--- begin Records for the exercise ---

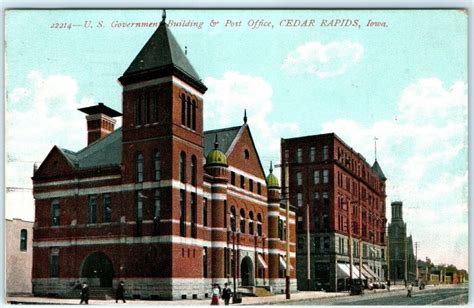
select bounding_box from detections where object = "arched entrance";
[81,252,114,287]
[240,256,255,286]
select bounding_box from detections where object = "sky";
[5,10,468,268]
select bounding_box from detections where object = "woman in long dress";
[211,284,220,305]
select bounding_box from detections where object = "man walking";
[115,281,125,303]
[79,281,89,305]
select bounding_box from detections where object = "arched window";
[186,96,192,127]
[179,152,186,183]
[143,95,150,124]
[181,94,186,125]
[230,207,236,232]
[136,153,143,183]
[257,213,262,236]
[135,95,142,125]
[151,92,158,123]
[191,155,197,186]
[240,209,245,233]
[249,211,253,235]
[20,229,28,251]
[191,100,197,130]
[155,152,161,181]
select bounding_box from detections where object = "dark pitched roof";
[203,126,242,157]
[119,21,207,92]
[372,160,387,181]
[60,128,122,169]
[77,103,122,117]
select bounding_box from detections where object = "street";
[268,284,468,306]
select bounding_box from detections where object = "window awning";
[280,256,293,270]
[258,254,268,269]
[364,265,379,280]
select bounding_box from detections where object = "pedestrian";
[79,281,89,305]
[211,283,220,305]
[222,282,232,306]
[115,281,125,303]
[407,283,413,297]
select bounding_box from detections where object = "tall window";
[309,147,316,162]
[103,194,112,222]
[154,152,161,181]
[135,191,143,236]
[296,172,303,186]
[49,249,59,278]
[249,211,253,235]
[313,170,320,184]
[296,148,303,163]
[202,247,207,278]
[51,199,60,226]
[179,152,186,183]
[323,170,329,184]
[88,195,97,224]
[191,155,197,186]
[179,189,186,236]
[240,209,245,233]
[135,95,142,125]
[296,193,303,207]
[230,207,236,232]
[181,94,186,125]
[202,198,208,227]
[186,96,192,127]
[151,92,158,123]
[143,95,150,124]
[20,229,28,251]
[257,213,262,236]
[136,153,143,183]
[191,193,197,238]
[191,100,197,130]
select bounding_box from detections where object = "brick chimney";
[78,103,122,145]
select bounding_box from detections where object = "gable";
[34,146,74,178]
[226,124,265,180]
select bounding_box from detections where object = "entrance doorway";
[81,252,114,288]
[240,256,255,287]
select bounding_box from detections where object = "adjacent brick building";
[33,18,296,299]
[281,133,386,291]
[5,218,33,296]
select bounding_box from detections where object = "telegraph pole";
[285,157,290,299]
[415,242,418,281]
[306,204,311,291]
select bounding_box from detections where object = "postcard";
[4,8,469,305]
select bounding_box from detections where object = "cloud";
[204,71,299,168]
[322,78,468,268]
[282,40,364,79]
[5,71,94,218]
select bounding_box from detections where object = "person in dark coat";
[222,282,232,305]
[79,281,89,305]
[115,281,125,303]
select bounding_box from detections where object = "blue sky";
[6,10,468,268]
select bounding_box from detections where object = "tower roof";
[119,15,207,93]
[372,160,387,181]
[78,103,122,118]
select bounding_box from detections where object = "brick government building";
[32,15,296,299]
[281,133,387,291]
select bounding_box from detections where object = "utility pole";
[285,157,291,299]
[306,203,311,291]
[404,235,408,286]
[415,242,418,282]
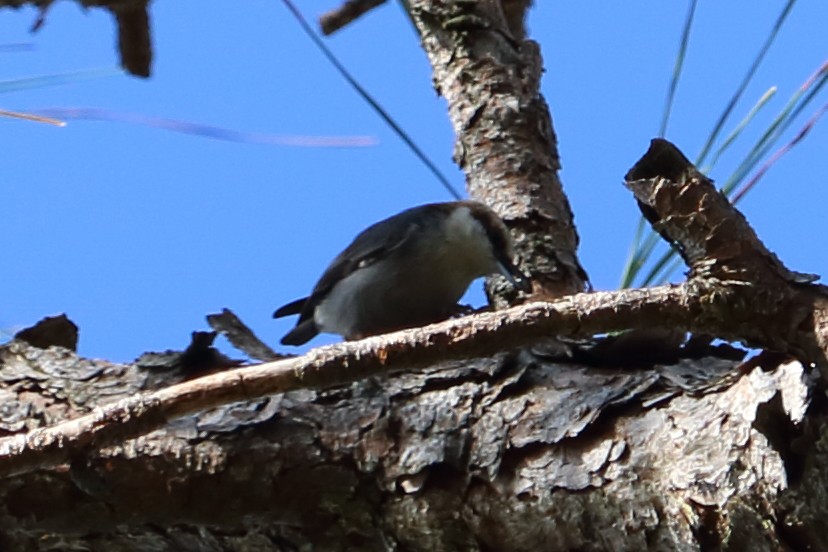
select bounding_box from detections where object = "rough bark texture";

--- end Records for the exercise ---

Report the number of lines in the items that contain the word "entrance", giving only that number.

2